Exercise directions
Find every line in the records below that contains the string "earring", matching case exactly, and copy each of those lines.

Data entries
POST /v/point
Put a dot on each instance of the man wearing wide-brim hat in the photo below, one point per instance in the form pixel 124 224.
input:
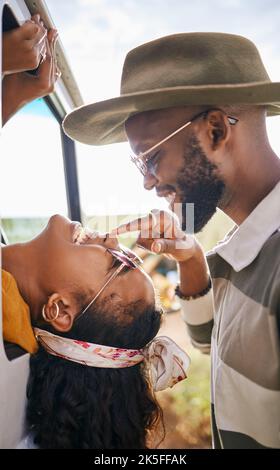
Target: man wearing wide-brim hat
pixel 193 107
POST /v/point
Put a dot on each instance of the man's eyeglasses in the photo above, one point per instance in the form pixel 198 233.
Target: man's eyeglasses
pixel 128 259
pixel 142 159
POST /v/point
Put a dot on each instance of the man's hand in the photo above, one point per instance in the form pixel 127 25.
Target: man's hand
pixel 24 47
pixel 21 88
pixel 160 233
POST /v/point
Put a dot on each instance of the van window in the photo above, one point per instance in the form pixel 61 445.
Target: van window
pixel 32 176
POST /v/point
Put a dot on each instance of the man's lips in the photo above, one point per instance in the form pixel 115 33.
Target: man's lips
pixel 170 196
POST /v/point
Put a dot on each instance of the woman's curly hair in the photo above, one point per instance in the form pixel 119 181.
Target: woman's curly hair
pixel 72 406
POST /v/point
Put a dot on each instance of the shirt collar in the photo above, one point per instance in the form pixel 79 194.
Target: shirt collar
pixel 244 242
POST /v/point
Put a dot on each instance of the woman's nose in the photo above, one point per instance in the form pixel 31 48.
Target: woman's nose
pixel 112 242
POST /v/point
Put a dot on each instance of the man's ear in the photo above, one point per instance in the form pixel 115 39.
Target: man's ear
pixel 60 312
pixel 218 129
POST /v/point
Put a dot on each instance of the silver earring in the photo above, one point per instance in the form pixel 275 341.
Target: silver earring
pixel 52 319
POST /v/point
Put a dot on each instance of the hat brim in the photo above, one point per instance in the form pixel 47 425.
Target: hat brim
pixel 102 123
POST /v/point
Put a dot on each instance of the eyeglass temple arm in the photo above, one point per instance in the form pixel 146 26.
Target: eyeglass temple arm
pixel 162 141
pixel 232 120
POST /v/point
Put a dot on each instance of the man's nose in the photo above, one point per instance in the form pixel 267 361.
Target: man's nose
pixel 149 181
pixel 112 242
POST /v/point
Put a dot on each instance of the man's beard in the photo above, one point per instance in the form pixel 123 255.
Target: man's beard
pixel 198 184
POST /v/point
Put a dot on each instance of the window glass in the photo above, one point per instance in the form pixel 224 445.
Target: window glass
pixel 32 176
pixel 111 187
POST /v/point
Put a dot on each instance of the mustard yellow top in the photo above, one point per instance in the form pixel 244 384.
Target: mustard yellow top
pixel 16 316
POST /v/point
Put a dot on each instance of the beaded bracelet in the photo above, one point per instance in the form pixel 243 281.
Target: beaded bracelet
pixel 195 296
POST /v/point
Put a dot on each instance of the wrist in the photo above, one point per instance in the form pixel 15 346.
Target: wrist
pixel 194 274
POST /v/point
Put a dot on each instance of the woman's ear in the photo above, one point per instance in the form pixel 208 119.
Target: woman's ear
pixel 60 312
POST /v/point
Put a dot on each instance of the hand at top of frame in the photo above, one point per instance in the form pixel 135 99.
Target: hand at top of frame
pixel 21 88
pixel 24 47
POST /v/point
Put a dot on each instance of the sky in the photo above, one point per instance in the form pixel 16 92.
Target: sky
pixel 96 35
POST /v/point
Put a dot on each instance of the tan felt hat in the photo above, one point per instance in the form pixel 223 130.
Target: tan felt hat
pixel 178 70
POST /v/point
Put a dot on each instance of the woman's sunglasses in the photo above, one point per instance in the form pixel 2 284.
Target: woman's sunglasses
pixel 127 259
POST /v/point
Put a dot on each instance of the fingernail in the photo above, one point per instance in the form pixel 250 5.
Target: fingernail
pixel 157 247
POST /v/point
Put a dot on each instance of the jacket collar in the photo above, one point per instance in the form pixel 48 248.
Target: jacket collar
pixel 244 242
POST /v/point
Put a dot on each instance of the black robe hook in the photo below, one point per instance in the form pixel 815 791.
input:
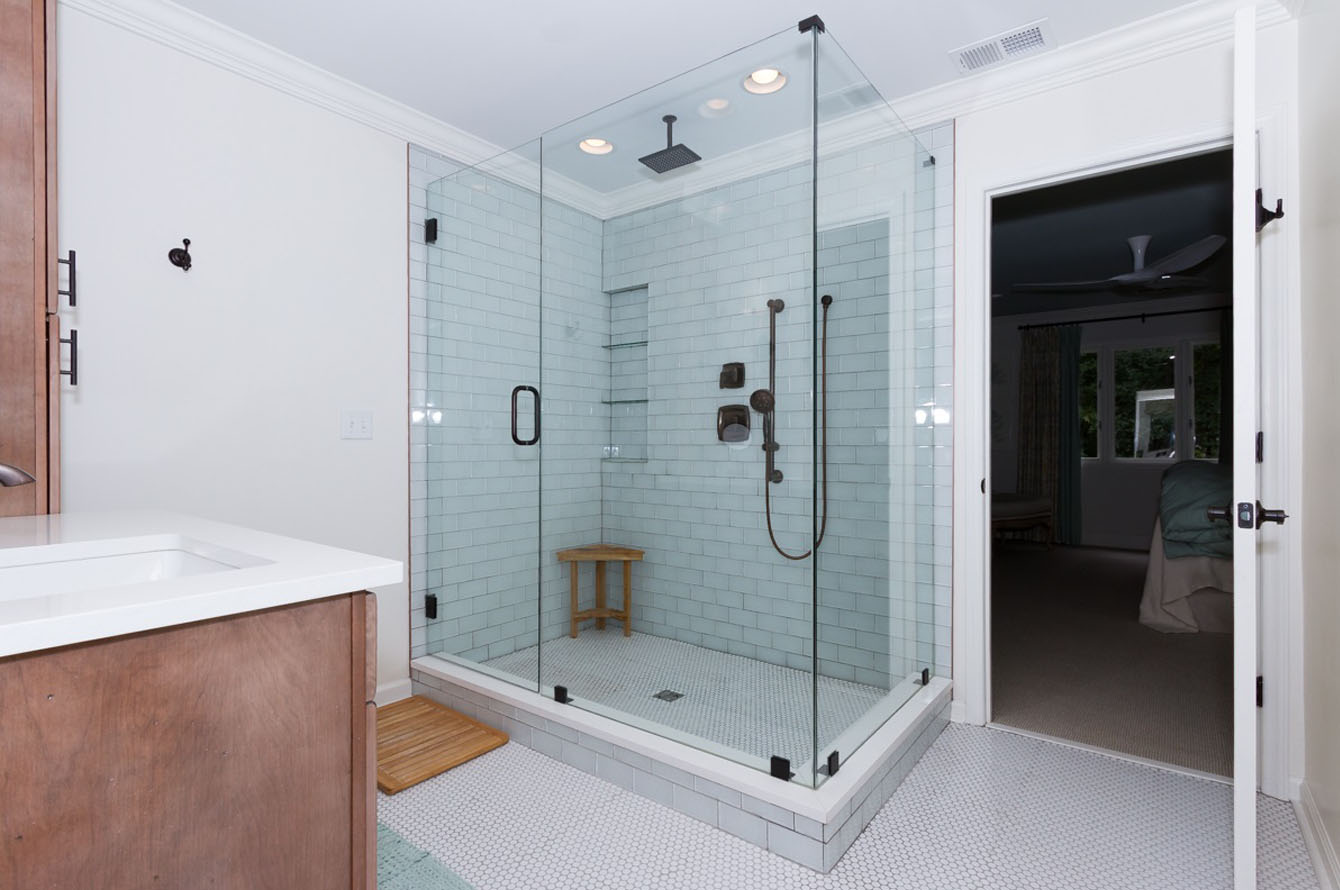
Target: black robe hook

Task solution
Put a dot on each instance of the silver earring in the photo above, one point per instance in the form pixel 275 341.
Target: silver earring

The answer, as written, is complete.